◆ Activity:
Using the news report below on the Pauli Murray Center grant, say whether each statement agrees with it, answering yes or no and quoting the deciding words: 1. The grant the nonprofit lost was worth about $330,000. 2. The Pauli Murray Center is based in Raleigh, North Carolina. 3. The grant termination notice cited Executive Order 14238.
Page extract Start Marker
A nonprofit named for the first black female Episcopal Church priest has announced that it has lost a multi-year grant from the federal government worth approximately $330,000.
The Pauli Murray Center for History and Social Justice, a progressive nonprofit based in Durham, North Carolina, named after the first black female ordained by the Episcopal Church, was the recipient of a grant authorized last year from the Institute for Museum and Library Services Museum Grants for African American History and Culture program.
A spokesperson directed The Christian Post to a statement from earlier this month stating that the organization was informed the grant was terminated.
The grant supported a staff position, the creation of exhibitions, educational curriculum and other programs, according to the nonprofit.
“It is clear that the federal government is making a targeted, intentional effort to erase the histories and contributions of Black people, queer people, women, and other marginalized groups from the historical record,” said Pauli Murray Center Executive Director Angela Thorpe Mason.
“These attacks are confirmation that our work to tell the truth and offer complex and rich stories that spark folks to engage in contemporary social justice work, is valuable, impactful, and necessary.”
The grant termination notice cited President Donald Trump’s Executive Order 14238, titled “Continuing the Reduction of the Federal Bureaucracy.”
Signed in March, EO 14238 stipulates that “the non-statutory components and functions” of specific “governmental entities,” among them the Institute for Museum and Library Services, “shall be eliminated to the maximum extent consistent with applicable law.”
Page extract End Marker
Material provided Start Marker
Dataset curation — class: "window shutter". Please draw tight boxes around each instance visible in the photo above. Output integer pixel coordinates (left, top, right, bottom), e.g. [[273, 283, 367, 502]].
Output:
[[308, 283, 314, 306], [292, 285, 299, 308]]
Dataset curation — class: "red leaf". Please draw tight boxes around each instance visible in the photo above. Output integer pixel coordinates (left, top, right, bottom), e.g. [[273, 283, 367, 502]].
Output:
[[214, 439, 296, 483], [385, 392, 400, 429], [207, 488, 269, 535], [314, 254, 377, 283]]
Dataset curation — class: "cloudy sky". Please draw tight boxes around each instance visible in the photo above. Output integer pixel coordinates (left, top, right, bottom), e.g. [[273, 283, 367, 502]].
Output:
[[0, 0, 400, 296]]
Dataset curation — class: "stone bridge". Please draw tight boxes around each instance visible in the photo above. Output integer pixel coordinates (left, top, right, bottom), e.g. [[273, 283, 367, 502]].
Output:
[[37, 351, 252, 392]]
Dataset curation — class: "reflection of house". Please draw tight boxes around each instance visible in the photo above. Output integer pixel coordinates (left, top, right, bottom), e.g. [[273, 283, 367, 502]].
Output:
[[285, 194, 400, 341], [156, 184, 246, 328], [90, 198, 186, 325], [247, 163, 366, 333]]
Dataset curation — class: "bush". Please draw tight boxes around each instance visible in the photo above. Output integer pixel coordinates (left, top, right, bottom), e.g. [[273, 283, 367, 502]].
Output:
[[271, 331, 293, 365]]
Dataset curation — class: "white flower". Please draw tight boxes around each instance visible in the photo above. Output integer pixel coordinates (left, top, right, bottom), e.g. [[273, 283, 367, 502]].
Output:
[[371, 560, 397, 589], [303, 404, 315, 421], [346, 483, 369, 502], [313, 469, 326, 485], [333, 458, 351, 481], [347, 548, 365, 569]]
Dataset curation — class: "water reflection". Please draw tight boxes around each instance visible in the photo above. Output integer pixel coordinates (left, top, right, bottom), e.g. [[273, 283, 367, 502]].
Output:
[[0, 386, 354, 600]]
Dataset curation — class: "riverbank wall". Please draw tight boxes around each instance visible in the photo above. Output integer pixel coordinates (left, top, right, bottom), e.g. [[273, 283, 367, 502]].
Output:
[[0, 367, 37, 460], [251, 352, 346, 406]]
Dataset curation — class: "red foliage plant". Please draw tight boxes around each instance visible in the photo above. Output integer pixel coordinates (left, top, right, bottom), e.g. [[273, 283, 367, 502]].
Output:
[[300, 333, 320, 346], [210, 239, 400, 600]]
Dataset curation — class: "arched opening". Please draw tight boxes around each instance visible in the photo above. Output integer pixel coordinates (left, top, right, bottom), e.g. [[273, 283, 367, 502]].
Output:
Material provided End Marker
◆ Solution for this task:
1. Yes: "worth approximately $330,000"
2. No: "based in Durham, North Carolina"
3. Yes: "The grant termination notice cited President Donald Trump’s Executive Order 14238"